Coordinate annotation listing
::::::::::

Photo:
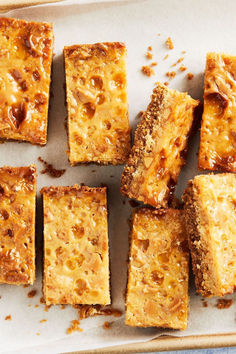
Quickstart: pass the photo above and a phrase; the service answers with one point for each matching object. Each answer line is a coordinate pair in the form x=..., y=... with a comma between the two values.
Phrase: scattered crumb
x=49, y=169
x=178, y=61
x=171, y=74
x=224, y=303
x=190, y=76
x=32, y=293
x=43, y=320
x=74, y=327
x=182, y=68
x=146, y=70
x=139, y=115
x=169, y=43
x=149, y=55
x=107, y=325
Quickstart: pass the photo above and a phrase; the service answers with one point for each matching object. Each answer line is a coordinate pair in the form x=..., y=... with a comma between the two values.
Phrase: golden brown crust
x=17, y=223
x=209, y=216
x=157, y=291
x=218, y=131
x=25, y=69
x=96, y=91
x=159, y=147
x=76, y=254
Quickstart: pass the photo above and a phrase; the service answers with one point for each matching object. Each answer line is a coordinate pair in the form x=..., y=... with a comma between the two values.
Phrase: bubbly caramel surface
x=25, y=69
x=96, y=89
x=17, y=224
x=218, y=131
x=157, y=293
x=76, y=260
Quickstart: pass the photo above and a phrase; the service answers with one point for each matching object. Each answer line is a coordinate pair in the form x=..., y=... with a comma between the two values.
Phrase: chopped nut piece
x=157, y=292
x=76, y=261
x=17, y=238
x=25, y=71
x=169, y=43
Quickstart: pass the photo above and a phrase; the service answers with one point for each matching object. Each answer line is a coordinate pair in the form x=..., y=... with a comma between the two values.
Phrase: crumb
x=139, y=115
x=190, y=76
x=178, y=61
x=149, y=55
x=171, y=74
x=169, y=43
x=49, y=169
x=224, y=303
x=146, y=70
x=182, y=68
x=32, y=293
x=107, y=325
x=133, y=203
x=43, y=320
x=74, y=327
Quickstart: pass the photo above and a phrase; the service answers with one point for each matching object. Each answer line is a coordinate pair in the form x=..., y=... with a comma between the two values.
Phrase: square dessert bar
x=76, y=260
x=157, y=291
x=17, y=224
x=96, y=91
x=25, y=70
x=159, y=147
x=210, y=202
x=218, y=131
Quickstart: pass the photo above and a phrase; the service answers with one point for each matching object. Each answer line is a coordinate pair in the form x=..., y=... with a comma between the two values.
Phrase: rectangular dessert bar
x=210, y=215
x=96, y=91
x=218, y=131
x=157, y=292
x=159, y=147
x=17, y=224
x=25, y=71
x=76, y=260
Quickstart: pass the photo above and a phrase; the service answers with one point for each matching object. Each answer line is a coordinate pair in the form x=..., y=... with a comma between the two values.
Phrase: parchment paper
x=196, y=27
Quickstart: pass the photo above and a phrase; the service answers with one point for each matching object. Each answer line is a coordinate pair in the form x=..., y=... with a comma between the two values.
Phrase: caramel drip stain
x=49, y=169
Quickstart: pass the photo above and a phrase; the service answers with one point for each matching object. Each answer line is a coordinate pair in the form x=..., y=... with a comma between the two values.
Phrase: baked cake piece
x=218, y=131
x=76, y=260
x=96, y=90
x=25, y=70
x=17, y=224
x=210, y=202
x=159, y=147
x=157, y=292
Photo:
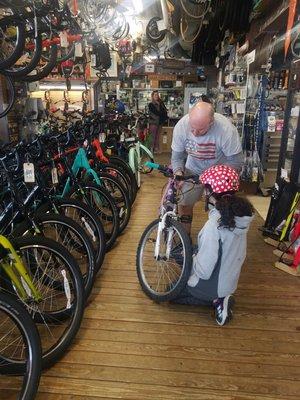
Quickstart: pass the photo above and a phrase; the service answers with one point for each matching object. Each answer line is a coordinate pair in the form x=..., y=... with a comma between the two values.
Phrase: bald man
x=201, y=139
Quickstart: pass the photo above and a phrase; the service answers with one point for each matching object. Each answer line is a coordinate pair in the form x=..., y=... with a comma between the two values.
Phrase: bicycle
x=138, y=154
x=19, y=344
x=18, y=209
x=164, y=254
x=45, y=278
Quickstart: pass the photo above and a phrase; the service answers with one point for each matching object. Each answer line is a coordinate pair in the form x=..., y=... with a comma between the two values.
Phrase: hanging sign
x=250, y=57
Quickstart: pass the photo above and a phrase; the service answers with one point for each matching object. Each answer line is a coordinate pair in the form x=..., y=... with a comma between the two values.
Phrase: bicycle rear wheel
x=56, y=275
x=69, y=234
x=19, y=345
x=164, y=278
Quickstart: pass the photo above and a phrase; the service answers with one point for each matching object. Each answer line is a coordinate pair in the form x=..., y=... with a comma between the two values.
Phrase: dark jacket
x=157, y=113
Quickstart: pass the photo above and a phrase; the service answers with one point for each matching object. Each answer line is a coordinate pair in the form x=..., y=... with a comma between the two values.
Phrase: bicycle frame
x=166, y=210
x=17, y=273
x=81, y=162
x=135, y=155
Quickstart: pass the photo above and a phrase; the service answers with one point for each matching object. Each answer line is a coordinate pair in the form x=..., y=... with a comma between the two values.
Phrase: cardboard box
x=165, y=139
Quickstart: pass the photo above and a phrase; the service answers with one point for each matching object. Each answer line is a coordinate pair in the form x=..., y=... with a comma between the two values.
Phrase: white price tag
x=284, y=173
x=161, y=25
x=102, y=137
x=78, y=50
x=28, y=173
x=64, y=39
x=54, y=176
x=93, y=60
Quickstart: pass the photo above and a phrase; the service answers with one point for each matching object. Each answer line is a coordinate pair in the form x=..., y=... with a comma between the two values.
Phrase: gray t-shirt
x=221, y=141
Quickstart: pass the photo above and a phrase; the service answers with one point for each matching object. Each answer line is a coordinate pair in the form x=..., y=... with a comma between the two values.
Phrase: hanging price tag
x=64, y=39
x=93, y=60
x=54, y=176
x=78, y=50
x=28, y=173
x=102, y=137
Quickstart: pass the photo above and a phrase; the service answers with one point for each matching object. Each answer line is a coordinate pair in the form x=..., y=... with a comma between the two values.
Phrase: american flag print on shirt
x=202, y=151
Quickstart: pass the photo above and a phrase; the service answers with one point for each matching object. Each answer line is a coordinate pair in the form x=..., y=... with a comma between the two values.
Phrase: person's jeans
x=185, y=297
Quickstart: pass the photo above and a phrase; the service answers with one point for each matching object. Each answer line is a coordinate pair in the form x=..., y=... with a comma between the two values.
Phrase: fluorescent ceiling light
x=60, y=87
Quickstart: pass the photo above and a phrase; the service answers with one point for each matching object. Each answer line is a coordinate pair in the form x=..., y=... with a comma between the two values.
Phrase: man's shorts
x=190, y=193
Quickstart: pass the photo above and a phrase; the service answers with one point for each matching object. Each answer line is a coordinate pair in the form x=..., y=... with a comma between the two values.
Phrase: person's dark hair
x=206, y=99
x=231, y=206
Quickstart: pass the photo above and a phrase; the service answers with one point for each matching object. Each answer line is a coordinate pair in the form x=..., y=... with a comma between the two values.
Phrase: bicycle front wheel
x=56, y=275
x=163, y=277
x=72, y=236
x=20, y=345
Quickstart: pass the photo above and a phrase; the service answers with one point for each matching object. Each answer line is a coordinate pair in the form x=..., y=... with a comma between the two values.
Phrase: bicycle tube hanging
x=260, y=127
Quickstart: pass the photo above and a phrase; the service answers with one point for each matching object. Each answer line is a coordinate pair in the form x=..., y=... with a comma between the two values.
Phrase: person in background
x=157, y=116
x=222, y=245
x=201, y=139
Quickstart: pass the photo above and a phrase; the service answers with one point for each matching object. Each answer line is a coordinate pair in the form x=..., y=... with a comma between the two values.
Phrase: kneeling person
x=222, y=244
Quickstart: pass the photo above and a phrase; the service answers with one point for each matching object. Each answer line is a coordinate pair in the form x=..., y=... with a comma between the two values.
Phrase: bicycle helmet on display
x=221, y=178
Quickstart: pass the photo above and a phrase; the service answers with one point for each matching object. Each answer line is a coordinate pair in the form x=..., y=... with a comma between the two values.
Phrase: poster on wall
x=191, y=97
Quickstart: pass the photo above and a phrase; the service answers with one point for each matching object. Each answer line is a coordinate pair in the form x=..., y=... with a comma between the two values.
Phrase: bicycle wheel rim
x=162, y=279
x=30, y=367
x=53, y=272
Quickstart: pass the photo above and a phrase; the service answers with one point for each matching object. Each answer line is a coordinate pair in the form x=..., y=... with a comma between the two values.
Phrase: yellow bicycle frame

::::::::::

• [Given problem]:
Locate every line in the listing above that contains the word "bicycle", and copy each of those lines. Case counts.

• [Answer to the problem]:
Phrase: bicycle
Phrase: bicycle rear wheel
Phrase: bicycle frame
Phrase: bicycle front wheel
Phrase: bicycle tube hanging
Phrase: bicycle helmet on display
Phrase: bicycle wheel rim
Phrase: yellow bicycle frame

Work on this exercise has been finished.